▶ LAVORO DA SVOLGERE:
#1 Nel brano sulla criminalità economica e finanziaria, a che cosa attenta questa minaccia oltre che al bilancio dello Stato?
#2 Scrivi il seguito del brano sulla criminalità economica e finanziaria, riprendendo subito dopo l'ultima frase.

▶ BRANO FORNITO:

============

Il crimine economico e finanziario è, quindi, espressione di una minaccia che attenta non solo al bilancio dello Stato, ma anche al funzionamento dei mercati, con effetti depressivi immediati sulla crescita del Paese e sulle condizioni di vita dei cittadini. Il mutato scenario di riferimento ha comportato l’esigenza di adeguare le strategie di contrasto nella consapevolezza che gli illeciti finanziari ed economici, dall’evasione fiscale al lavoro sommerso, dalle frodi alla spesa pubblica alla criminalità organizzata, dal riciclaggio all’abusivismo finanziario, dalle truffe in danno dei risparmiatori alla contraffazione, sono espressione di un’unica minaccia alla stabilità del sistema Paese. Pertanto, per essere veramente efficace, anche la risposta deve essere altrettanto unitaria e sostenuta da una azione trasversale.
Approccio trasversale nella lotta alla criminalità economica e finanziaria significa non limitarsi a scoprire le basi imponibili sottratte a tassazione, ma riuscire a cogliere tutti gli altri illeciti che a queste sono connessi, come, ad esempio, il riciclaggio e il reimpiego dei proventi da evasione, l’indebita percezione di fondi pubblici o la commissione di reati di borsa. Per scoprire questi fenomeni non è sufficiente l’esame della contabilità, ma è necessario fare ricorso alle indagini di polizia giudiziaria, alla ricostruzione dei flussi finanziari, anche tramite l’approfondimento investigativo delle segnalazioni sospette antiriciclaggio, ed alle tecniche investigative proprie di una forza di polizia.

============

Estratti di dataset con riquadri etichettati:
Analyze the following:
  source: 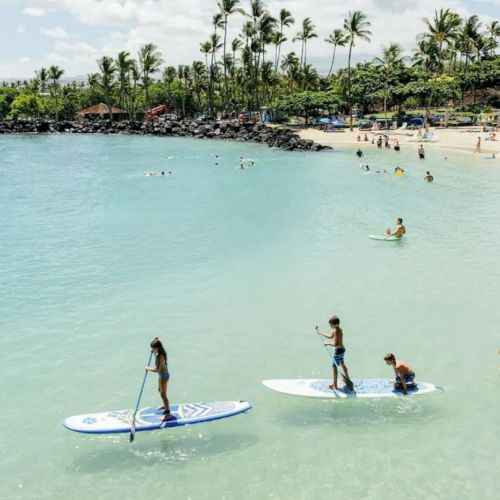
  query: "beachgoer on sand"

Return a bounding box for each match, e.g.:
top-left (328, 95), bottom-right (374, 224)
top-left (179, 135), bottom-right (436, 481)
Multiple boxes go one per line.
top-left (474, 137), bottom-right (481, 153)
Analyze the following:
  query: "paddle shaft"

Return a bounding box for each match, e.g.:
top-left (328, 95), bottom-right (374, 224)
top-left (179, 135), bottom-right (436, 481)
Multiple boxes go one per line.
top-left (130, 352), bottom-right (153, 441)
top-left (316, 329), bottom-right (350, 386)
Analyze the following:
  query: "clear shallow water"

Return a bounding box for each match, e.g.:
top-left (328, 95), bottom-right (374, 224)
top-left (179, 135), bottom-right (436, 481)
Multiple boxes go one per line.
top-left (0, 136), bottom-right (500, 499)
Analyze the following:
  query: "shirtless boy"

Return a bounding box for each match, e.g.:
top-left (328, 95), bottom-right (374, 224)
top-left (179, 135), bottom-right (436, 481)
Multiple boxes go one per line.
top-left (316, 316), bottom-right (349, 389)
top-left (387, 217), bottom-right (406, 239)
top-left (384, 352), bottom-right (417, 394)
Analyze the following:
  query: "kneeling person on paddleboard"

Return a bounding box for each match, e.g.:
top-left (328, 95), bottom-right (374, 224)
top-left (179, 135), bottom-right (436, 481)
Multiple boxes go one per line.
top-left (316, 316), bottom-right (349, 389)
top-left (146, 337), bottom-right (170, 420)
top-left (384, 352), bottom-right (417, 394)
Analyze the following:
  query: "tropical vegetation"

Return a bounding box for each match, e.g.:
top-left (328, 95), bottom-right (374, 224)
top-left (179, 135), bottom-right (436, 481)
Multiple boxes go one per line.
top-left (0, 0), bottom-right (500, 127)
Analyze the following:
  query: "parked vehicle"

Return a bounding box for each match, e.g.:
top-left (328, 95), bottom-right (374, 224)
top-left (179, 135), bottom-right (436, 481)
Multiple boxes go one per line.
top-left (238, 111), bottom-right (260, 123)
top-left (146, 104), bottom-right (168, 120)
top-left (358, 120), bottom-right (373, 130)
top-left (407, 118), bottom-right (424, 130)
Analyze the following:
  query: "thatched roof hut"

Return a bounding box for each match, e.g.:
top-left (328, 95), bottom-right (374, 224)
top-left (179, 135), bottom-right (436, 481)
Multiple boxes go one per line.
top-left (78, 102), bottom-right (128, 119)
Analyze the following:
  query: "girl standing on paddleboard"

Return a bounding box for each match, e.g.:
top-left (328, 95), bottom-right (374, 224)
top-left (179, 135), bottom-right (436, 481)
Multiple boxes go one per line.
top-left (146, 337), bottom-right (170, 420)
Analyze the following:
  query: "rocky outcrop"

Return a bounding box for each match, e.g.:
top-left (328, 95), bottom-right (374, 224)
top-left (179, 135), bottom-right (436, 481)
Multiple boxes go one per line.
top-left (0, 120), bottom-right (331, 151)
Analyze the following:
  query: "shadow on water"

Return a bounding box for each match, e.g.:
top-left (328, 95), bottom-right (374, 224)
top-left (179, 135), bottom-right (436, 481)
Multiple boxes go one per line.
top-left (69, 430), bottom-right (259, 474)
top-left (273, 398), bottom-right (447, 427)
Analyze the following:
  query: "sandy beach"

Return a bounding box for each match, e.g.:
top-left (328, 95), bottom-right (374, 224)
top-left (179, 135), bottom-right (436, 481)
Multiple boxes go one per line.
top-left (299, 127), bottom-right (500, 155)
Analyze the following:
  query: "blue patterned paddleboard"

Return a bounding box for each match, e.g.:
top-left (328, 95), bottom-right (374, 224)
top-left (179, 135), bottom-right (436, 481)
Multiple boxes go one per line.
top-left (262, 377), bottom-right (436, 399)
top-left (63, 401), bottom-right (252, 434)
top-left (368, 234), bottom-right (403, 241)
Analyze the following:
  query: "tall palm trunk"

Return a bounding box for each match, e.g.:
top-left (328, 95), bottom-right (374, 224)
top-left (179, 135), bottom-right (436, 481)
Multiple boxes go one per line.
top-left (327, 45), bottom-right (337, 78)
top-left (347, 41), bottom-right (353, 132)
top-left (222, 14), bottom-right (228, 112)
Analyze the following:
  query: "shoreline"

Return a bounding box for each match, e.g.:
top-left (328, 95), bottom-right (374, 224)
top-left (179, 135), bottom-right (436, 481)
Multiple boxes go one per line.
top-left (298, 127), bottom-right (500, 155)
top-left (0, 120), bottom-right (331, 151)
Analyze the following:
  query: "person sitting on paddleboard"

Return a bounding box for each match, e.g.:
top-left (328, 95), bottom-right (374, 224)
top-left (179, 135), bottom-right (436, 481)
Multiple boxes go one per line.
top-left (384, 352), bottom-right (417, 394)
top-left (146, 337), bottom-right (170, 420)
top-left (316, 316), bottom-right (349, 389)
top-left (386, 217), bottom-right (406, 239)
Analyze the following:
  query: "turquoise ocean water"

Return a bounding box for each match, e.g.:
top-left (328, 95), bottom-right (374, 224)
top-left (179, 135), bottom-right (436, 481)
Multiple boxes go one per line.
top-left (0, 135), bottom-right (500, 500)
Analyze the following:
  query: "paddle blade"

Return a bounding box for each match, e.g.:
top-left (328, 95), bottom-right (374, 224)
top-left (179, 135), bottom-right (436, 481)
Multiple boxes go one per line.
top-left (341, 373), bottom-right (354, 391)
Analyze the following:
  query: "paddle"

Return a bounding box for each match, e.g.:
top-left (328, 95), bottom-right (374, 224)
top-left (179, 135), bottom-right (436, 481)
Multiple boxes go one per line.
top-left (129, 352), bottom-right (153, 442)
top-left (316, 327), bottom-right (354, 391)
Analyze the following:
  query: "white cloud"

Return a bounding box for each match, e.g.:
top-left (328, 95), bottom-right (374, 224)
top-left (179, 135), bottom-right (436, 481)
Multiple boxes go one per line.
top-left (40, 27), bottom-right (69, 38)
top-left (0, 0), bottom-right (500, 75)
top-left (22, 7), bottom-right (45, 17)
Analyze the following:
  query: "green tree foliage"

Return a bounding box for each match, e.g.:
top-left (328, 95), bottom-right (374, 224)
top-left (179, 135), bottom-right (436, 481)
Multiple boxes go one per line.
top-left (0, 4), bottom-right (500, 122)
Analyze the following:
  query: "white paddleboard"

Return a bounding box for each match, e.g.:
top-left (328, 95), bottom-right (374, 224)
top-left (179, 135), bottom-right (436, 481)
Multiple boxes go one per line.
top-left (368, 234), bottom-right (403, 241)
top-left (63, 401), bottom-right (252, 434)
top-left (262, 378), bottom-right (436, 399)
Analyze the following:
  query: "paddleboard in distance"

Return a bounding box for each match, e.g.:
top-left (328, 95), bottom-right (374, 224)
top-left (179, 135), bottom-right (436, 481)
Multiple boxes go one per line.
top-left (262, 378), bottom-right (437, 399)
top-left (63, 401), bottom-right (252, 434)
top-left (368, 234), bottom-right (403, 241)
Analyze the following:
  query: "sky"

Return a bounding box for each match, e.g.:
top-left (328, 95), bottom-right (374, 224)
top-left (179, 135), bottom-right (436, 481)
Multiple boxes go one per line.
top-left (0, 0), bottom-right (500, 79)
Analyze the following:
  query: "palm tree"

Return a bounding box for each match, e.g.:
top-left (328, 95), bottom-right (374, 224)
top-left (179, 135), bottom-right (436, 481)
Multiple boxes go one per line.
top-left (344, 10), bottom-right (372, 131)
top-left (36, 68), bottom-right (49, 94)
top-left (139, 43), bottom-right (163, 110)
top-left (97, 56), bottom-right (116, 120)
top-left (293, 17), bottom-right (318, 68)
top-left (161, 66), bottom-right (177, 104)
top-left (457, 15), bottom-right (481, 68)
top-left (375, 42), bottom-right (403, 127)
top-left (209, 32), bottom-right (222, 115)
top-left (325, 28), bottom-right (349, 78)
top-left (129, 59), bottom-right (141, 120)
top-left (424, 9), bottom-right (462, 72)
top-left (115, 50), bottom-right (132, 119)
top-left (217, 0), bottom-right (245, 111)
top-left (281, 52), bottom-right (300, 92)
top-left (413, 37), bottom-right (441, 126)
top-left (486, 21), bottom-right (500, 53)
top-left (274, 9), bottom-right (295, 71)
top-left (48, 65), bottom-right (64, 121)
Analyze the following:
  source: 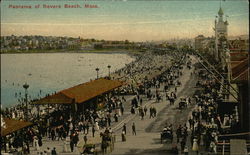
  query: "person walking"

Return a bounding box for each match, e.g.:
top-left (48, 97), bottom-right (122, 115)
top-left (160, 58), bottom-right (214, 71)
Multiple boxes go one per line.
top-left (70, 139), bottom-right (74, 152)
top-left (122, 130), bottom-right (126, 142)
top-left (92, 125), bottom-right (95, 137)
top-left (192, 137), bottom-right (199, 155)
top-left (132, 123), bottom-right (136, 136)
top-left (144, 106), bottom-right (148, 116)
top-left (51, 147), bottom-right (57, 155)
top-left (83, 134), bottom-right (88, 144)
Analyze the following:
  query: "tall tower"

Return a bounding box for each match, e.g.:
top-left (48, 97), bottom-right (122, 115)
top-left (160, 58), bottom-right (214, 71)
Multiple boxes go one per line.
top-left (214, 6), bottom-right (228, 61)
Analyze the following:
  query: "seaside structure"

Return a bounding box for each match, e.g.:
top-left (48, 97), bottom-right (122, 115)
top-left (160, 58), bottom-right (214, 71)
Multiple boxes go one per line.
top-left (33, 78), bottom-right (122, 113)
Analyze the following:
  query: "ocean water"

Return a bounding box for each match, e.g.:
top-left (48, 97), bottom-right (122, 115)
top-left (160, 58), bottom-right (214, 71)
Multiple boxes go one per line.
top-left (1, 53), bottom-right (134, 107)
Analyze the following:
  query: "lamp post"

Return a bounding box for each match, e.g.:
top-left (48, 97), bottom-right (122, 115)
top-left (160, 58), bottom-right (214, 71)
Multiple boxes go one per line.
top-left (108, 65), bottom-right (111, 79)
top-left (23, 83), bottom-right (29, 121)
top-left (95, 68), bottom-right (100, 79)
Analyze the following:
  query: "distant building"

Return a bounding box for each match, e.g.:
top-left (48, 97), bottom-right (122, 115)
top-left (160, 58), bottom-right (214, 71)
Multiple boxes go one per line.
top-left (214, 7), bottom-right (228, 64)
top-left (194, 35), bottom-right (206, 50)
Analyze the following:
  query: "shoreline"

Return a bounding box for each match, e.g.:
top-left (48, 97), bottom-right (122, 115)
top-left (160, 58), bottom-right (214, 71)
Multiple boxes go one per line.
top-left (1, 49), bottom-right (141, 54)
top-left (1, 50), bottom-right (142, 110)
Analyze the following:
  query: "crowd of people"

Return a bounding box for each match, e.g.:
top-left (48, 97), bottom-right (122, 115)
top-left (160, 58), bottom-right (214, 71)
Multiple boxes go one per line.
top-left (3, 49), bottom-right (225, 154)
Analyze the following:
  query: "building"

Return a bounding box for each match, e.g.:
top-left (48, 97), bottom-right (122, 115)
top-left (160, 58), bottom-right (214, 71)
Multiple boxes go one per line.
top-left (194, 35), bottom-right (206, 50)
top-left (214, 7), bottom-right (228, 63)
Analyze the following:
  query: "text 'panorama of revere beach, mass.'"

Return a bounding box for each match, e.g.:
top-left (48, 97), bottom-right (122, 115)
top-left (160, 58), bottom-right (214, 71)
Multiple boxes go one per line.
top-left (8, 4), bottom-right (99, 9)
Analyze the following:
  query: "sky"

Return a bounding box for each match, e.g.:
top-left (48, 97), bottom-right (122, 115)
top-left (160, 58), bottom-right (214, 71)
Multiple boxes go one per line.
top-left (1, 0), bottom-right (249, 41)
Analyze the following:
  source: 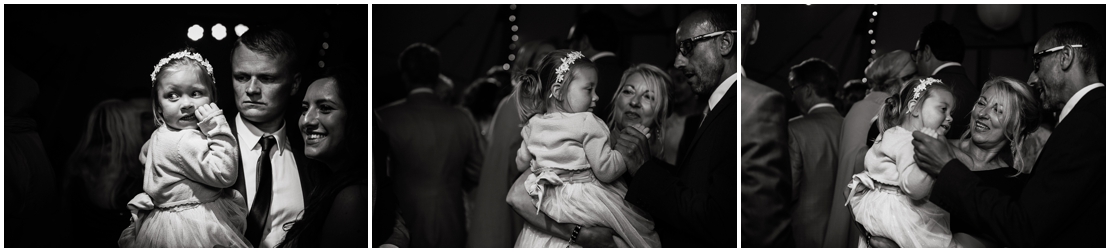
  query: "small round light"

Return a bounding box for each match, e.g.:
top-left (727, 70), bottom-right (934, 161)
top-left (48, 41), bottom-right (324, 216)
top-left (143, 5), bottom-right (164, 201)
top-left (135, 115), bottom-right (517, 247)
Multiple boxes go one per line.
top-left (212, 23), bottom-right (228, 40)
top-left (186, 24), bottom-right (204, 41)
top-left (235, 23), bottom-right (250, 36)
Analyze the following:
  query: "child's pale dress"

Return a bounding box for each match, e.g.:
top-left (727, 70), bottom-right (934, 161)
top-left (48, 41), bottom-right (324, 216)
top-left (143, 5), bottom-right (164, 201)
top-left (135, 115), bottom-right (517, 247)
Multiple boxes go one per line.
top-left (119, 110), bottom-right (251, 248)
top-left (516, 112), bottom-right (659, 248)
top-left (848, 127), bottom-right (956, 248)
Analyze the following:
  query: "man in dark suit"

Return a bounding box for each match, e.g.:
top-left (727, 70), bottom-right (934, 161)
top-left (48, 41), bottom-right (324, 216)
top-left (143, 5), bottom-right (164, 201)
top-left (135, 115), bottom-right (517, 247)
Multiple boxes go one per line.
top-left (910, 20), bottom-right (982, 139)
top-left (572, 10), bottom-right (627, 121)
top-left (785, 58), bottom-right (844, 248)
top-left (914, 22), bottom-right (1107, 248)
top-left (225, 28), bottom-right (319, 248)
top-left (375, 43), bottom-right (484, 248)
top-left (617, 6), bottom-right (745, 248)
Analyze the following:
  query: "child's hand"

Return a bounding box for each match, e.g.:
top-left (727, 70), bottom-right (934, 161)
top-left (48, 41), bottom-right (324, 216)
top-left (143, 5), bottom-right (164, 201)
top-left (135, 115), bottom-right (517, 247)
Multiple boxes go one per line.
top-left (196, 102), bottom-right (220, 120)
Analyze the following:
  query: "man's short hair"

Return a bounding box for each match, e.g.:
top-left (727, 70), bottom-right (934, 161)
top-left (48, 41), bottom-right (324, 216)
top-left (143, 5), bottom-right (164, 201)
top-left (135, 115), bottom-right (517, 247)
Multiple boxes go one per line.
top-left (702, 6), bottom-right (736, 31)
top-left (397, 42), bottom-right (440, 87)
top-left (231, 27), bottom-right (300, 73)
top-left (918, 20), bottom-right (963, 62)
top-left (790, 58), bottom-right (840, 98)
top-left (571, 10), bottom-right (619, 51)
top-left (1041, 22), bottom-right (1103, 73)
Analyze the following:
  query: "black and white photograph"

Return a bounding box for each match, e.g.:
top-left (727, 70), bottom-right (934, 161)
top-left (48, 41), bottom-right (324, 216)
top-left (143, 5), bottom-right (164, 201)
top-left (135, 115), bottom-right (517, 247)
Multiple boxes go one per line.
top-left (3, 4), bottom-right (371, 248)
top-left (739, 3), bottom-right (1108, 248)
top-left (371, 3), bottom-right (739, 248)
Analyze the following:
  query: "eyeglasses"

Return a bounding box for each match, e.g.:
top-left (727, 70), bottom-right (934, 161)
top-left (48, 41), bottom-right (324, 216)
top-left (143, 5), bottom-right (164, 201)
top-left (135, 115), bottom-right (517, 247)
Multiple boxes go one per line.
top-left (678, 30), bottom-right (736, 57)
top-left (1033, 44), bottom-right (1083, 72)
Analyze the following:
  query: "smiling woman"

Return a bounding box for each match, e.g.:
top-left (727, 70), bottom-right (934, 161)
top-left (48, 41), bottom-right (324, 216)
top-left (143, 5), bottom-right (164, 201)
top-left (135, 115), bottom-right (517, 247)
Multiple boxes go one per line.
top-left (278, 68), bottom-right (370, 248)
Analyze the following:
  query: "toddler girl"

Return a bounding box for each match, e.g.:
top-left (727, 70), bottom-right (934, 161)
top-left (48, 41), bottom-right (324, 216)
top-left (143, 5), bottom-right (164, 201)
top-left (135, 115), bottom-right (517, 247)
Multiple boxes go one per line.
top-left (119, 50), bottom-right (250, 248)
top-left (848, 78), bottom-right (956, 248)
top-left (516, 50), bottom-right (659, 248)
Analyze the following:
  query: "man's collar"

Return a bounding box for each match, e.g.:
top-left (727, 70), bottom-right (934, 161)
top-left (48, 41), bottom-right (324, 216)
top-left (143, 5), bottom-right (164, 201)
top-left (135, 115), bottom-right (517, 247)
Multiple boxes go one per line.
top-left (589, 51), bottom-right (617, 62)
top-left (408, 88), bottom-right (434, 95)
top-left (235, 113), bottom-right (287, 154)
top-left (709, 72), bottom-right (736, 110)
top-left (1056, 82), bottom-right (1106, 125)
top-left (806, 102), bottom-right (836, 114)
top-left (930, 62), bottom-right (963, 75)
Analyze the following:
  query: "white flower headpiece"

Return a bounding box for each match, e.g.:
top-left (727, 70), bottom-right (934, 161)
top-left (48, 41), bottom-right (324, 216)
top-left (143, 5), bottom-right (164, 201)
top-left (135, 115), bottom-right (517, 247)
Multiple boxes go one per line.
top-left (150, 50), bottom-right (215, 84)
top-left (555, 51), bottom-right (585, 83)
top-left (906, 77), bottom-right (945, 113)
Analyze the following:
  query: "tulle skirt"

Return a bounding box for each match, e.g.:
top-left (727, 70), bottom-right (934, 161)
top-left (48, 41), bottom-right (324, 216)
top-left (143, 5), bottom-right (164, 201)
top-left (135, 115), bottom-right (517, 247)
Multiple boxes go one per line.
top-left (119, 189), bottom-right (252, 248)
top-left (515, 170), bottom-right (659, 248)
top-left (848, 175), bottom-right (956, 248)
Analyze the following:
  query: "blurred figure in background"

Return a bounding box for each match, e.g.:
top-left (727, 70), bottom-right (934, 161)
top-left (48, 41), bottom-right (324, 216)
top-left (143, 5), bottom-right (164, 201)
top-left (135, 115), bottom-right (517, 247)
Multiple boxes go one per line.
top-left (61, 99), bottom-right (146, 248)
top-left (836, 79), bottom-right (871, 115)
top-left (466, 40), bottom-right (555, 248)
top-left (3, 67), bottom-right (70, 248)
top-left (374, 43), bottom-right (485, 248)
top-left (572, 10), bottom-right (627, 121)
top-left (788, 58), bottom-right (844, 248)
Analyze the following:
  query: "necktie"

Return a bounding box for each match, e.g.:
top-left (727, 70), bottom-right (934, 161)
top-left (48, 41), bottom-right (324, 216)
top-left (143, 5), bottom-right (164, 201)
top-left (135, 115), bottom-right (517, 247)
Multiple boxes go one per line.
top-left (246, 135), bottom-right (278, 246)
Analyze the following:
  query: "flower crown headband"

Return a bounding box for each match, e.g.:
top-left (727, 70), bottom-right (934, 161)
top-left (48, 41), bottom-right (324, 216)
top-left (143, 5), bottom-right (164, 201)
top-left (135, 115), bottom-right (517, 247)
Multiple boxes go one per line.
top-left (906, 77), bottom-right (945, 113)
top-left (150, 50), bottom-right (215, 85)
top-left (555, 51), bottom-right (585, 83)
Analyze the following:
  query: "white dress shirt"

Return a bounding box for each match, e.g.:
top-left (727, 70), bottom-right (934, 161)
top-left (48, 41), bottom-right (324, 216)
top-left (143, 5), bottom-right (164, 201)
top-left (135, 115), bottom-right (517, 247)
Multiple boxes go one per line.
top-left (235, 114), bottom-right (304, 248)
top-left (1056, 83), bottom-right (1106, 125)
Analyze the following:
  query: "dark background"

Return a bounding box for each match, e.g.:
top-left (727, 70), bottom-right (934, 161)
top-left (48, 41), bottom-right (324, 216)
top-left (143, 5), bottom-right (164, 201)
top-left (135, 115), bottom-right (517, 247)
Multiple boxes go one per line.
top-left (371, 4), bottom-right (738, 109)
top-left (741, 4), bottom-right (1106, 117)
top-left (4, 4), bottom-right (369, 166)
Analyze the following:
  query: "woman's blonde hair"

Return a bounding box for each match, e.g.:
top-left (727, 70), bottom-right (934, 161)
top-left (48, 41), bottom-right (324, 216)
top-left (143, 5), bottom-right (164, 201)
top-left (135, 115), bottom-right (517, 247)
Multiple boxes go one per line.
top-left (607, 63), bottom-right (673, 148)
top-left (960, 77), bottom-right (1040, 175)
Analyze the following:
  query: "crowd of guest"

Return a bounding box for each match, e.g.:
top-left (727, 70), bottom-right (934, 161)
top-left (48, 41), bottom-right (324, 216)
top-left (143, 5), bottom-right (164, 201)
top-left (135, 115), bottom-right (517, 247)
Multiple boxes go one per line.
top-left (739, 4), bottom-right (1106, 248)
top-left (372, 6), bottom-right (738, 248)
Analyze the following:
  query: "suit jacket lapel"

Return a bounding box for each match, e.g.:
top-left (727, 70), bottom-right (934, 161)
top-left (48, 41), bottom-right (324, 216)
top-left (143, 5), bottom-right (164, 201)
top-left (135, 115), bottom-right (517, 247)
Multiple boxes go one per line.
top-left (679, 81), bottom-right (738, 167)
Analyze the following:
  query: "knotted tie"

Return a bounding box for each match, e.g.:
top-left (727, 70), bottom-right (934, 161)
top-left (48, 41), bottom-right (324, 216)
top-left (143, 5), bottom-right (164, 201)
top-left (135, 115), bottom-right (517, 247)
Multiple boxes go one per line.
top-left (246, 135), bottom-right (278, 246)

============

▶ SOLUZIONI PROPOSTE:
#1 Al funzionamento dei mercati.

#2
In questa prospettiva, la Guardia di Finanza è l’unico organo di polizia giudiziaria con competenze specialistiche in campo tributario e, come tale, in grado di esaminare in modo globale gli illeciti economico finanziari, attraverso il combinato esercizio dei poteri di polizia giudiziaria e di polizia tributaria. E’ per questo che al Corpo è attribuita la funzione di “polo gravitazionale” degli elementi informativi comprovanti violazioni tributarie: da un lato, le altre forze di polizia, gli organi di vigilanza e la stessa magistratura penale, civile ed amministrativa sono tenuti a comunicare alla Guardia di Finanza, ai sensi dell’art 36 del D.P.R. n. 600/1973, i fatti che possono configurarsi come violazioni tributarie di cui vengono a conoscenza nel corso della propria attività istituzionale; per altro verso, il Corpo costituisce l’unica “finestra di collegamento” fra indagini di polizia giudiziaria ed accertamento delle imposte sui redditi e dell’IVA, in quanto, “previa autorizzazione dell'autorità giudiziaria, utilizza e trasmette agli uffici delle imposte documenti, dati e notizie acquisiti, direttamente o riferiti ed ottenuti dalle altre forze di polizia, nell'esercizio dei poteri di polizia giudiziaria”, ai sensi dell’art. 33 del D.P.R. n. 600/1973 e dell’art. 63 del D.P.R. n. 633/1972.

Fabio Marchetti – Tale collegamento non dovrebbe esistere, nel senso che la finanza criminale è ‘crimen’ e basta. Deve essere perseguita e punita come reato senza neppure porsi il problema dell’evasione.
Ipotesi diverse sono:
(a) se l’evasione fiscale possa di per sé essere valutata come finanza criminale;
(b) se il frutto del reato possa essere valutato anche dal punto di vista fiscale e, dunque, autonomamente colpito come evasione nel caso in cui non sia dichiarato.
Mi sembra che a tali due questioni abbia dato risposta lo stesso legislatore. Da un lato, l’evasione fiscale è colpita come reato (tributario) e può essere colpita anche con gli strumenti propri della repressione penale (ad esempio, il sequestro penale). Dall’altro lato, il frutto del reato è comunque reddito imponibile.


Le misure sulla tracciabilità, sulla limitazione dell'uso del contante, i redditometri. Strumenti sufficienti per il contrasto del fenomeno?


Marco Di Capua - Un'azione efficace di contrasto all'evasione è un'esigenza sentita da crescenti fasce di cittadini, che pagano le imposte con meno sofferenza nella percezione di obbligo assolto dalla collettività.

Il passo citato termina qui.